### Selected passage
'Bibliotherapy' is an important part of cognitive therapy, either to run alongside a course of therapy or as a self-help tool. I often recommend books to my clients, partly because there is only so much time in a session, so it's much more useful for them to read up about their particular issue and for us to discuss their findings next week. But I also find that many people like to understand why they might be having problems and find their own strategies for solving them – another important idea in cognitive therapy, because ultimately I want my CBT clients to be their own therapist.
You can read one or all of these books, depending on which appeal to you. You can also read the whole book or dip in to the chapters that seem most relevant to you.
1. Overcoming Depression: A Self-help Guide Using Cognitive Behavioral Techniques, by Paul Gilbert. Part of the excellent Overcoming... series, this is written by one of the world's leading experts on depression. It explains perhaps better than any other book I have read on depression exactly why we get depressed, with particular emphasis on the way our brains are wired to make us vulnerable to depression when we are threatened, or suffer major losses in our lives. Warm, compassionate and eminently readable, this book is also full of practical tools and techniques you can use to tackle your own low mood, with or without the help of a CBT therapist.

### Supplied entries
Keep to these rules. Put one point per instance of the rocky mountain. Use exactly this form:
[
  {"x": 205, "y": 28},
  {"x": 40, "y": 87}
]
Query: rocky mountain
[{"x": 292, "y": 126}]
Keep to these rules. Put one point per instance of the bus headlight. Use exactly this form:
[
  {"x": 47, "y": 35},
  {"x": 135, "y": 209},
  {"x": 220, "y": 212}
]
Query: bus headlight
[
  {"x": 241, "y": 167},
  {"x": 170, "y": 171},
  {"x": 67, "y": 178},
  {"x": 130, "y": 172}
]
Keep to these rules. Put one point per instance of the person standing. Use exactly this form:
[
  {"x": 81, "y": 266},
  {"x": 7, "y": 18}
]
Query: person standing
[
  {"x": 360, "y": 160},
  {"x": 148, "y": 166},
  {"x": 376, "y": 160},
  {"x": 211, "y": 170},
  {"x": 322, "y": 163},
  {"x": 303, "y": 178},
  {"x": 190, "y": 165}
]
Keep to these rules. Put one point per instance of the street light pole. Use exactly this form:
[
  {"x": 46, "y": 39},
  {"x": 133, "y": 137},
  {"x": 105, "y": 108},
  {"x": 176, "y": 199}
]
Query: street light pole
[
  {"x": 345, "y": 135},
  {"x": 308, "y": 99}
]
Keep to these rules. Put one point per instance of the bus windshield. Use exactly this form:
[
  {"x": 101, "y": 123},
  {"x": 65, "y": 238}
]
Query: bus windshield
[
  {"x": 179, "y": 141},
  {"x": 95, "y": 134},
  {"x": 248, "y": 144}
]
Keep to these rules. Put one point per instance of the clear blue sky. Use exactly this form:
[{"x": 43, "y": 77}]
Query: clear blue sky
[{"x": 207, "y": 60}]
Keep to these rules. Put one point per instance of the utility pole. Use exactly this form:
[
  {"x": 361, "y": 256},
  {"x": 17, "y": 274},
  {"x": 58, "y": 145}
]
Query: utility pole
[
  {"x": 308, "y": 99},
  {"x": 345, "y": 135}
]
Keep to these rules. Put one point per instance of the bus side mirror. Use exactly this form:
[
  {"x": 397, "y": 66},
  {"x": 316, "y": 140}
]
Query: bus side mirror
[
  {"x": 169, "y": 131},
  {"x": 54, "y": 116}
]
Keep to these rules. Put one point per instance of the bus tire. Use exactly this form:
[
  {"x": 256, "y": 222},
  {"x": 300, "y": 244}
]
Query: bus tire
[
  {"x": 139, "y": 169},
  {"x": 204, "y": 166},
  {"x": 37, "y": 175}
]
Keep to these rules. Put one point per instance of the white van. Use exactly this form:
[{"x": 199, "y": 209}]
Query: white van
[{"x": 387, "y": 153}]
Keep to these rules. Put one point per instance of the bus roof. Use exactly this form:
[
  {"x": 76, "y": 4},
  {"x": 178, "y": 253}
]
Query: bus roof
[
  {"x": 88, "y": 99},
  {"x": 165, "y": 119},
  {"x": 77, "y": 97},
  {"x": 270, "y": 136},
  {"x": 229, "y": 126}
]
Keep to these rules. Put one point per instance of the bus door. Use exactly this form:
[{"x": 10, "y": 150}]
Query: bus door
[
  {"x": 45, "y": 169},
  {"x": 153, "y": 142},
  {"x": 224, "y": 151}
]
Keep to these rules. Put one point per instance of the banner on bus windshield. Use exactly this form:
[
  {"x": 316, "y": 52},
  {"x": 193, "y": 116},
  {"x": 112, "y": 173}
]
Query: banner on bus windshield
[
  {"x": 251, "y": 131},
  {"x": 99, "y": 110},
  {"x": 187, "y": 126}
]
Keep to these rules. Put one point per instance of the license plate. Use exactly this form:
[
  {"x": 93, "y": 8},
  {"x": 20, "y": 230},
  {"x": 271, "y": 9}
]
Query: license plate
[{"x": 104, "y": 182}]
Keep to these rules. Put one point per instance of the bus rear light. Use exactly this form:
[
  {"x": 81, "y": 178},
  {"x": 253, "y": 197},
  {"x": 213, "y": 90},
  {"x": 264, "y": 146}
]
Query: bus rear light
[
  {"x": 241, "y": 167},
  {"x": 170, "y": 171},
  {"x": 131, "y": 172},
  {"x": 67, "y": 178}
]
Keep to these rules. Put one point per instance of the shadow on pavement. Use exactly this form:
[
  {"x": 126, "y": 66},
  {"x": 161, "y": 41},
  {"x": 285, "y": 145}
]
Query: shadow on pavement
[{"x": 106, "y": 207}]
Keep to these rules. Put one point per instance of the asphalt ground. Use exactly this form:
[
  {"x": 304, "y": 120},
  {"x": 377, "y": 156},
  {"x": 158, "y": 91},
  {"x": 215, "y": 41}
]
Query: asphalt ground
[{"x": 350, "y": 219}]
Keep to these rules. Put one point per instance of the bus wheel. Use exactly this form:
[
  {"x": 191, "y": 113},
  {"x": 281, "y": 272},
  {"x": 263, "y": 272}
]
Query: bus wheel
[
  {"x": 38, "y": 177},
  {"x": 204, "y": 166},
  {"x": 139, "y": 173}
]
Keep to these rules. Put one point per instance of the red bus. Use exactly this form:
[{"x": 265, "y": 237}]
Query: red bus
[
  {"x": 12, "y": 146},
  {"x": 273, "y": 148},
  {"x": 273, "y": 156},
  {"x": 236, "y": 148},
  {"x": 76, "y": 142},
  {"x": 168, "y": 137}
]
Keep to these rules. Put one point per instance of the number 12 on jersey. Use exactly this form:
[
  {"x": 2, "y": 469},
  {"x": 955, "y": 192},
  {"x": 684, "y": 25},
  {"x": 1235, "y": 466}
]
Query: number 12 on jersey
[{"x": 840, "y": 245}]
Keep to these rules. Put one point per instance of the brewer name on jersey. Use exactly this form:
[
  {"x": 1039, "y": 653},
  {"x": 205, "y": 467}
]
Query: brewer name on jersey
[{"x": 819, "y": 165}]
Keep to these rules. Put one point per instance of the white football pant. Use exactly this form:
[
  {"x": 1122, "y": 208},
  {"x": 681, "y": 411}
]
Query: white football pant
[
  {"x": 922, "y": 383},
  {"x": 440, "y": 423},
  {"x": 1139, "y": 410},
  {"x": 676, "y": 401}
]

### Apply what you read
1. Condense the paragraph that begins "'Bibliotherapy' is an important part" in the bibliotherapy passage above into a shorter version that keeps its main facts.
2. From the bibliotherapy passage above, reproduce word for word the stretch starting at "You can read" and ending at "a CBT therapist.".

### Solved problems
1. Bibliotherapy is an important part of cognitive therapy, whether alongside a course of therapy or as a self-help tool. The therapist recommends books because session time is limited, so clients can read about their issue and discuss their findings the following week. Many people also like to understand why they have problems and to find their own strategies for solving them. This is another key idea in cognitive therapy, since the therapist ultimately wants CBT clients to become their own therapist.

2.
You can read one or all of these books, depending on which appeal to you. You can also read the whole book or dip in to the chapters that seem most relevant to you.
1. Overcoming Depression: A Self-help Guide Using Cognitive Behavioral Techniques, by Paul Gilbert. Part of the excellent Overcoming... series, this is written by one of the world's leading experts on depression. It explains perhaps better than any other book I have read on depression exactly why we get depressed, with particular emphasis on the way our brains are wired to make us vulnerable to depression when we are threatened, or suffer major losses in our lives. Warm, compassionate and eminently readable, this book is also full of practical tools and techniques you can use to tackle your own low mood, with or without the help of a CBT therapist.